Source records ::
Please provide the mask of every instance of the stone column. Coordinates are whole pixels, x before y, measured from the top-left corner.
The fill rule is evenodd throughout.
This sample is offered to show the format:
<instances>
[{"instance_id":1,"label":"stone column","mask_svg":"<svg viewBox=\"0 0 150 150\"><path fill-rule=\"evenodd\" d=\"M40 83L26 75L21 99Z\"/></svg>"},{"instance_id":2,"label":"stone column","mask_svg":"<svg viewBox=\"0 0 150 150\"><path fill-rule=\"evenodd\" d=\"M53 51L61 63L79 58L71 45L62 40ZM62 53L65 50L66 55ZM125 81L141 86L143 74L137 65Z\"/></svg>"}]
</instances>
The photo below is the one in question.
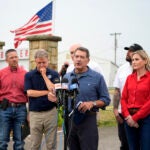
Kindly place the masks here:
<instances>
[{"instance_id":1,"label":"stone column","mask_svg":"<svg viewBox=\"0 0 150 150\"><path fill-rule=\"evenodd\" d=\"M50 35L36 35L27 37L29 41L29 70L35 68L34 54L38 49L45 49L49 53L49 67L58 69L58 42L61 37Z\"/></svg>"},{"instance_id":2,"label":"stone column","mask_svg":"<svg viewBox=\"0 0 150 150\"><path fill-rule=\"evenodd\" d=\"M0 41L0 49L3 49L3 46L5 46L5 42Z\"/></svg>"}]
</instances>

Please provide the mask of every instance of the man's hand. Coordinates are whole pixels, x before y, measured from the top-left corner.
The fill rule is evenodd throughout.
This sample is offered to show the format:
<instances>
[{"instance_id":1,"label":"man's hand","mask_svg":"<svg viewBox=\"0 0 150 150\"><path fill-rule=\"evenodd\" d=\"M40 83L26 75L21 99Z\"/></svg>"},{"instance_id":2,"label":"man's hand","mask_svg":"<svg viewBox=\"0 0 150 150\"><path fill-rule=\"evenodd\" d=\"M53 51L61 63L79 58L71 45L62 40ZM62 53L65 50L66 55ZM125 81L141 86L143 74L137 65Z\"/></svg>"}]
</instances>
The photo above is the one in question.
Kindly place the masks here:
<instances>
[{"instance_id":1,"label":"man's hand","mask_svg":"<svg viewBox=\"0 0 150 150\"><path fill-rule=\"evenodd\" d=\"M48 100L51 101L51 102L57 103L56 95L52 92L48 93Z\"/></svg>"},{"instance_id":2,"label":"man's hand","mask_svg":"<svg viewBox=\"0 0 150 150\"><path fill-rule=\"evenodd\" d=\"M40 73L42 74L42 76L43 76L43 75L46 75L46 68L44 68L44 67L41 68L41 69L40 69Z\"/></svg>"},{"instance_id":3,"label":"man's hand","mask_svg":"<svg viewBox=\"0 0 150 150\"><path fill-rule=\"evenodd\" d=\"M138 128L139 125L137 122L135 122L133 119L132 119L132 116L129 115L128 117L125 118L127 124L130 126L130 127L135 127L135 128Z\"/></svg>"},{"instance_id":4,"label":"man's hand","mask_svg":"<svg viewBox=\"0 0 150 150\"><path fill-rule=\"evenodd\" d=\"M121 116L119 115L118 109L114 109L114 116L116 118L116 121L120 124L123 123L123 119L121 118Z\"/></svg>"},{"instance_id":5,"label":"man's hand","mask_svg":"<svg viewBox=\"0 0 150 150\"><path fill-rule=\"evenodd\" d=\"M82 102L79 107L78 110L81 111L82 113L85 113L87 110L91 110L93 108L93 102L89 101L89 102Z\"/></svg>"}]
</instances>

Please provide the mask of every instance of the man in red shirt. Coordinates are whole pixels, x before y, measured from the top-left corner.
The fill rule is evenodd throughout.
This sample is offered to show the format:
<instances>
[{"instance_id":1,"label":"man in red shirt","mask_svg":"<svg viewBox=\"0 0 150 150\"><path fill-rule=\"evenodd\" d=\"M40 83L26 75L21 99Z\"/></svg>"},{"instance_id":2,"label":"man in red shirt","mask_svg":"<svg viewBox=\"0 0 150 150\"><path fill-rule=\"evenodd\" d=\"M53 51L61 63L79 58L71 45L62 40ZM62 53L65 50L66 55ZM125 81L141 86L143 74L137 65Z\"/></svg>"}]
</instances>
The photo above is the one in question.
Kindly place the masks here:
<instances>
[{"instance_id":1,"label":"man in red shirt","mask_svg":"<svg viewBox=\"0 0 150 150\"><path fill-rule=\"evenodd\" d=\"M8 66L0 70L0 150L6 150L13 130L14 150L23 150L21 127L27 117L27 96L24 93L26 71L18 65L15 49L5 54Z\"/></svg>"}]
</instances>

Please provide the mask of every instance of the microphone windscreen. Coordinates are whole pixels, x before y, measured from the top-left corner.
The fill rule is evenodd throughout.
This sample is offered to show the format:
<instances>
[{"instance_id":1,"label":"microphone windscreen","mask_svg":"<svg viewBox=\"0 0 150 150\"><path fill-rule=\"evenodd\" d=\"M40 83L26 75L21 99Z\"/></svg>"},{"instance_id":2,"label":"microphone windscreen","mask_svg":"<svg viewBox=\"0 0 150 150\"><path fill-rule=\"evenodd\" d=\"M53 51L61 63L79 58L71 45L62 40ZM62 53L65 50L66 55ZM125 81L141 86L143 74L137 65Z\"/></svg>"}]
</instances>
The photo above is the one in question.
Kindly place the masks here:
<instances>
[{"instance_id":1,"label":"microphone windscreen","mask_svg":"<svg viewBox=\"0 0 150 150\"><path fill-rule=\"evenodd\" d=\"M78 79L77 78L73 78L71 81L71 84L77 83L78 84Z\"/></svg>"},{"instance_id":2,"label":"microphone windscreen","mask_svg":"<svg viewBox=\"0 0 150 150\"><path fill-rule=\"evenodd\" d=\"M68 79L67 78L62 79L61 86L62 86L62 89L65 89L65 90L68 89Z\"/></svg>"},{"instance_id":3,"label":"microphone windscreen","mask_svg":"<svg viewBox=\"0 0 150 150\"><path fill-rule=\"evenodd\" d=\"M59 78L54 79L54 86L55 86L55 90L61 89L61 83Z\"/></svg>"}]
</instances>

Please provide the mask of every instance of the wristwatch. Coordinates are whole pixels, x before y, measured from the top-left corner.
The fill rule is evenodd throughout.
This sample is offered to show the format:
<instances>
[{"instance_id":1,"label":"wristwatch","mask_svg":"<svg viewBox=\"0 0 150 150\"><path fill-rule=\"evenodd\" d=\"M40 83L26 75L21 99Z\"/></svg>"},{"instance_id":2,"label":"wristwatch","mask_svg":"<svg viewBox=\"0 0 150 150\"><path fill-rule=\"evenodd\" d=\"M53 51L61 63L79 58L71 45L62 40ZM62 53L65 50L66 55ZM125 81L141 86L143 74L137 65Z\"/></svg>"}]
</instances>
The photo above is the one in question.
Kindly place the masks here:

Direction :: With the pictures omitted, reproduce the records in full and exactly.

Response to the task ::
Please provide the mask of every instance of the stone column. Coordinates are whole pixels, x before y, measured from the top-left corner.
The fill rule is evenodd throughout.
This sample is offered to show the format:
<instances>
[{"instance_id":1,"label":"stone column","mask_svg":"<svg viewBox=\"0 0 150 150\"><path fill-rule=\"evenodd\" d=\"M40 83L26 75L21 99Z\"/></svg>"},{"instance_id":2,"label":"stone column","mask_svg":"<svg viewBox=\"0 0 150 150\"><path fill-rule=\"evenodd\" d=\"M53 51L61 63L79 58L71 45L62 40ZM62 53L65 50L66 55ZM125 81L141 86L143 74L137 65Z\"/></svg>"}]
</instances>
The photo below is the one in question.
Kindly place the masks here:
<instances>
[{"instance_id":1,"label":"stone column","mask_svg":"<svg viewBox=\"0 0 150 150\"><path fill-rule=\"evenodd\" d=\"M50 35L36 35L27 37L29 41L29 70L35 68L34 54L38 49L45 49L49 53L49 67L58 69L58 42L61 37Z\"/></svg>"},{"instance_id":2,"label":"stone column","mask_svg":"<svg viewBox=\"0 0 150 150\"><path fill-rule=\"evenodd\" d=\"M0 41L0 49L3 49L3 46L5 46L5 42Z\"/></svg>"}]
</instances>

Please provide the mask of every instance of the man's hand. Coordinates are whole pixels, x before y, measured from the top-left corner.
The fill rule is evenodd throughout.
This sample is offered to show the format:
<instances>
[{"instance_id":1,"label":"man's hand","mask_svg":"<svg viewBox=\"0 0 150 150\"><path fill-rule=\"evenodd\" d=\"M40 83L26 75L21 99Z\"/></svg>"},{"instance_id":2,"label":"man's hand","mask_svg":"<svg viewBox=\"0 0 150 150\"><path fill-rule=\"evenodd\" d=\"M53 51L61 63L79 58L71 45L62 40ZM62 53L65 50L66 55ZM125 81L141 86L143 74L137 65Z\"/></svg>"}]
</instances>
The photo above is the one in question.
Kindly place the masks here:
<instances>
[{"instance_id":1,"label":"man's hand","mask_svg":"<svg viewBox=\"0 0 150 150\"><path fill-rule=\"evenodd\" d=\"M48 100L51 101L51 102L57 103L56 95L52 92L48 93Z\"/></svg>"},{"instance_id":2,"label":"man's hand","mask_svg":"<svg viewBox=\"0 0 150 150\"><path fill-rule=\"evenodd\" d=\"M40 73L42 74L42 76L43 76L43 75L46 75L46 68L44 68L44 67L41 68L41 69L40 69Z\"/></svg>"},{"instance_id":3,"label":"man's hand","mask_svg":"<svg viewBox=\"0 0 150 150\"><path fill-rule=\"evenodd\" d=\"M138 128L139 125L137 122L135 122L133 119L132 119L132 116L129 115L128 117L125 118L127 124L130 126L130 127L135 127L135 128Z\"/></svg>"},{"instance_id":4,"label":"man's hand","mask_svg":"<svg viewBox=\"0 0 150 150\"><path fill-rule=\"evenodd\" d=\"M121 116L119 115L118 109L114 109L114 116L116 118L116 121L120 124L123 123L123 119L121 118Z\"/></svg>"},{"instance_id":5,"label":"man's hand","mask_svg":"<svg viewBox=\"0 0 150 150\"><path fill-rule=\"evenodd\" d=\"M82 102L79 107L78 110L81 111L82 113L85 113L87 110L91 110L93 108L93 102L89 101L89 102Z\"/></svg>"}]
</instances>

Please provide the mask of every instance of the man in red shirt. Coordinates are whole pixels, x before y, measured from the top-left corner.
The fill rule is evenodd throughout.
This sample is offered to show the format:
<instances>
[{"instance_id":1,"label":"man in red shirt","mask_svg":"<svg viewBox=\"0 0 150 150\"><path fill-rule=\"evenodd\" d=\"M40 83L26 75L21 99Z\"/></svg>"},{"instance_id":2,"label":"man in red shirt","mask_svg":"<svg viewBox=\"0 0 150 150\"><path fill-rule=\"evenodd\" d=\"M53 51L61 63L79 58L71 45L62 40ZM62 53L65 50L66 55ZM125 81L141 86L143 74L137 65Z\"/></svg>"}]
</instances>
The photo above is the one in question.
Kindly place the masks here:
<instances>
[{"instance_id":1,"label":"man in red shirt","mask_svg":"<svg viewBox=\"0 0 150 150\"><path fill-rule=\"evenodd\" d=\"M8 66L0 70L0 150L6 150L13 130L14 150L23 150L21 127L27 117L27 96L24 93L26 71L18 65L15 49L5 54Z\"/></svg>"}]
</instances>

Please provide the mask of every instance of the microphone windscreen. Coordinates are whole pixels, x before y, measured from the top-left corner.
The fill rule is evenodd throughout.
This sample is offered to show the format:
<instances>
[{"instance_id":1,"label":"microphone windscreen","mask_svg":"<svg viewBox=\"0 0 150 150\"><path fill-rule=\"evenodd\" d=\"M40 83L26 75L21 99Z\"/></svg>"},{"instance_id":2,"label":"microphone windscreen","mask_svg":"<svg viewBox=\"0 0 150 150\"><path fill-rule=\"evenodd\" d=\"M53 51L61 63L79 58L71 45L62 40ZM62 53L65 50L66 55ZM125 81L141 86L143 74L137 65Z\"/></svg>"}]
</instances>
The photo above is the one in question.
Kindly place the masks here:
<instances>
[{"instance_id":1,"label":"microphone windscreen","mask_svg":"<svg viewBox=\"0 0 150 150\"><path fill-rule=\"evenodd\" d=\"M78 79L77 78L73 78L71 81L71 84L77 83L78 84Z\"/></svg>"},{"instance_id":2,"label":"microphone windscreen","mask_svg":"<svg viewBox=\"0 0 150 150\"><path fill-rule=\"evenodd\" d=\"M68 79L67 78L62 79L61 86L62 86L62 89L65 89L65 90L68 89Z\"/></svg>"},{"instance_id":3,"label":"microphone windscreen","mask_svg":"<svg viewBox=\"0 0 150 150\"><path fill-rule=\"evenodd\" d=\"M59 78L54 79L54 86L55 86L55 90L61 89L61 83Z\"/></svg>"}]
</instances>

Please provide the mask of every instance of the wristwatch. Coordinates are whole pixels, x before y, measured from the top-left corner.
The fill rule is evenodd throughout.
This sample is offered to show the format:
<instances>
[{"instance_id":1,"label":"wristwatch","mask_svg":"<svg viewBox=\"0 0 150 150\"><path fill-rule=\"evenodd\" d=\"M40 83L26 75L21 99Z\"/></svg>"},{"instance_id":2,"label":"wristwatch","mask_svg":"<svg viewBox=\"0 0 150 150\"><path fill-rule=\"evenodd\" d=\"M53 51L61 63L79 58L71 45L62 40ZM62 53L65 50L66 55ZM125 81L141 86L143 74L137 65Z\"/></svg>"}]
</instances>
The photo above is the one in question.
Kindly place the masks here:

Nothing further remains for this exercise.